# FRAGMENT
Door die brieven nauwkeurig te bekijken kun je veel te weten komen over hoe vereenvoudigde vormen als ik wens zich door de samenleving hebben verspreid, zo laat Nobels zien. Je kunt bijvoorbeeld duidelijk zien dat de eenvoudiger vormen in Holland in de zeventiende eeuw al in allerlei lagen van de samenleving werd gebruikt, terwijl hij in Zeeland nog aan het opkomen was. Bovendien gebruikten vrouwen de eenvoudiger vorm vaker dan mannen – misschien omdat mannen zich de conservatieve schrijftaalnormen meer eigen hadden gemaakt, terwijl vrouwen meer schreven zoals ze spraken.
Het gebeurde bij sommige werkwoorden ook eerder dan bij andere. Zo hielden werkwoorden waarvan de stam eindigde op een –d vaker hun uitgang (ik bidde), terwijl werkwoorden op een t juist bijna allemaal al de uitgang verloren hadden (ik zit).
Nobels gaat niet in op de vraag hoe dat komt, maar het is wel te begrijpen. Het enige verschil tussen de d en de t zit in de stembanden: die trillen bij de d terwijl ze dat niet doen bij de t. Nu heeft het Nederlands al zeker sinds de middeleeuwen de regel dat d’s niet aan het woord kunnen voorkomen: we zeggen niet ik bi[d], maar ik bi[t].
Dat is waarschijnlijk de reden dat de woorden op –d conservatiever waren. Wanneer daar de e wegviel, moest eigenlijk ook de medeklinker veranderen en dat waren net wat teveel veranderingen in een keer. Bij zo’n taalverandering moeten de mensen die wel meegaan natuurlijk nog wel min of meer probleemloos kunnen blijven communiceren met de mensen die dat niet doen. Bij de t was het veel makkelijker: als de uitgang wegviel, hoefde er verder niets te veranderen.

# OPDRACHT 1
Zet de regels uit de lijst alsjeblieft om in een Markdown-tabel met de kolommen "Nr" en "Regel", beginnend bij de regel met "Flag any algae-covered rock you can find." en eindigend bij de regel met "[308,652,512,800]". Laat lege regels weg.
Het fragment en de lijst staan volledig los van elkaar.

[Opgeslagen vermeldingen]
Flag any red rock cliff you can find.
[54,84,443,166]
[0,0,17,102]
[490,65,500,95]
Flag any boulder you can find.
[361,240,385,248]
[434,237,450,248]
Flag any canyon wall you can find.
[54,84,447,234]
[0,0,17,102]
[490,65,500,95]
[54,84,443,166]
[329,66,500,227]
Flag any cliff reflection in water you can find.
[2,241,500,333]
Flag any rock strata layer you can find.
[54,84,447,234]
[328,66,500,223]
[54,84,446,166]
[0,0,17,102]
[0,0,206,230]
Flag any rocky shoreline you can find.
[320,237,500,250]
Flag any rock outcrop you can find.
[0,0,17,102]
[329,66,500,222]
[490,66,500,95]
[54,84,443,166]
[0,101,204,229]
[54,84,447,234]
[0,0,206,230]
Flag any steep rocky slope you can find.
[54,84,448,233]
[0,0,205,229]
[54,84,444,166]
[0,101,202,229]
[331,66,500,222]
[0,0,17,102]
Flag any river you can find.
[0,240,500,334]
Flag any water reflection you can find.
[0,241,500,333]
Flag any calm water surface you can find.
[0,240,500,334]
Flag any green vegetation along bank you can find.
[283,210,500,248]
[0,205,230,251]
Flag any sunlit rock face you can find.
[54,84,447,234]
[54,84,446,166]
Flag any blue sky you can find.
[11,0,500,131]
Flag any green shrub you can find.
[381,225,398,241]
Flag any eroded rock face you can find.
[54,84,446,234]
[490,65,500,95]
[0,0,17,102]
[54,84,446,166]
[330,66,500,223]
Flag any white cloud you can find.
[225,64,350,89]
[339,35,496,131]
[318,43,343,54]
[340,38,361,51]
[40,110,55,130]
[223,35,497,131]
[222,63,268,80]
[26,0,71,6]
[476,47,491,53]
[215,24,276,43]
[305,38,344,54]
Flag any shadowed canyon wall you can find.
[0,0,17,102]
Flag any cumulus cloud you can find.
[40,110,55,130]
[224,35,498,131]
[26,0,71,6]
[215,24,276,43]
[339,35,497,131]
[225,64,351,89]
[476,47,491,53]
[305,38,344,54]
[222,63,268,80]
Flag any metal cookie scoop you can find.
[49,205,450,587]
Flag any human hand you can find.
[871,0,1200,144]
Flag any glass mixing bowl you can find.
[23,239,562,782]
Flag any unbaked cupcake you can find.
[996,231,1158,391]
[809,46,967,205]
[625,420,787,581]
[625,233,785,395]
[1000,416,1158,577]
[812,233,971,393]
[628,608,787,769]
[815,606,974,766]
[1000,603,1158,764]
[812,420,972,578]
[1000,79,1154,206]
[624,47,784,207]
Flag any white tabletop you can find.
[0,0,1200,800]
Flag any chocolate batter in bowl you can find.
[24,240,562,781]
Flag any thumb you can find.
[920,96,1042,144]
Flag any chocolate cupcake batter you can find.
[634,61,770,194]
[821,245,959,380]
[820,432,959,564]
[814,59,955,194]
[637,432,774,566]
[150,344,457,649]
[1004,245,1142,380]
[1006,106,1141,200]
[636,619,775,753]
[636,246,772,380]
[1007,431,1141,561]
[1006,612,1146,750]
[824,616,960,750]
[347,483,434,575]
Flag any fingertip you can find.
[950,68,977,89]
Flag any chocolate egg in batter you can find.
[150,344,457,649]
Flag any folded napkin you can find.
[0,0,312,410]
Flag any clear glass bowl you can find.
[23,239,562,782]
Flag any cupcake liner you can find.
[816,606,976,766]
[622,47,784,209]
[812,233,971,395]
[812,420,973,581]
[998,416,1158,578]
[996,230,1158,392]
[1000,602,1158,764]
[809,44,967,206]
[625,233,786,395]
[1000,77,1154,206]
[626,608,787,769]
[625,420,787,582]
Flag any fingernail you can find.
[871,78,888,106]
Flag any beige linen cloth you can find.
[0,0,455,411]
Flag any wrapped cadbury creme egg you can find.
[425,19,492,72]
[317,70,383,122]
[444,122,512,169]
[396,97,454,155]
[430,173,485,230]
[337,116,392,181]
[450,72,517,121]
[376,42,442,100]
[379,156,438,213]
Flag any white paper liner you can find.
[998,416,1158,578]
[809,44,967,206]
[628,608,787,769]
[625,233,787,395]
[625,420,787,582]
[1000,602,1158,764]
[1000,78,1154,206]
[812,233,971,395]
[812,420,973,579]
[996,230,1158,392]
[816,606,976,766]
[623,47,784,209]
...
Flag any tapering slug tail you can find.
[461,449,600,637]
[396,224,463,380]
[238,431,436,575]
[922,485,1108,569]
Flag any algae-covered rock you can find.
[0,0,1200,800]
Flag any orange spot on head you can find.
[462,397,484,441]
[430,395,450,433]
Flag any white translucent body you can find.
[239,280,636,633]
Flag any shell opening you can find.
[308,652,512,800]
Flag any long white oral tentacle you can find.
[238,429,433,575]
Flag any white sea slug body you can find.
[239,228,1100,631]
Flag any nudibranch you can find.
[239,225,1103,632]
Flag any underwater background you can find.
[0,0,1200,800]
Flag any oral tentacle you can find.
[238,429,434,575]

# OPDRACHT 2
Geef het stuk van het fragment opnieuw, beginnend bij "Nobels gaat niet" en eindigend bij "maar ik bi[t].", en vervang daarin "stembanden" door "stemplooien".

# ANTWOORD OPDRACHT 1
| Nr | Regel |
|---|---|
| 1 | Flag any algae-covered rock you can find. |
| 2 | [0,0,1200,800] |
| 3 | Flag any orange spot on head you can find. |
| 4 | [462,397,484,441] |
| 5 | [430,395,450,433] |
| 6 | Flag any white translucent body you can find. |
| 7 | [239,280,636,633] |
| 8 | Flag any shell opening you can find. |
| 9 | [308,652,512,800] |

# ANTWOORD OPDRACHT 2
Nobels gaat niet in op de vraag hoe dat komt, maar het is wel te begrijpen. Het enige verschil tussen de d en de t zit in de stemplooien: die trillen bij de d terwijl ze dat niet doen bij de t. Nu heeft het Nederlands al zeker sinds de middeleeuwen de regel dat d’s niet aan het woord kunnen voorkomen: we zeggen niet ik bi[d], maar ik bi[t].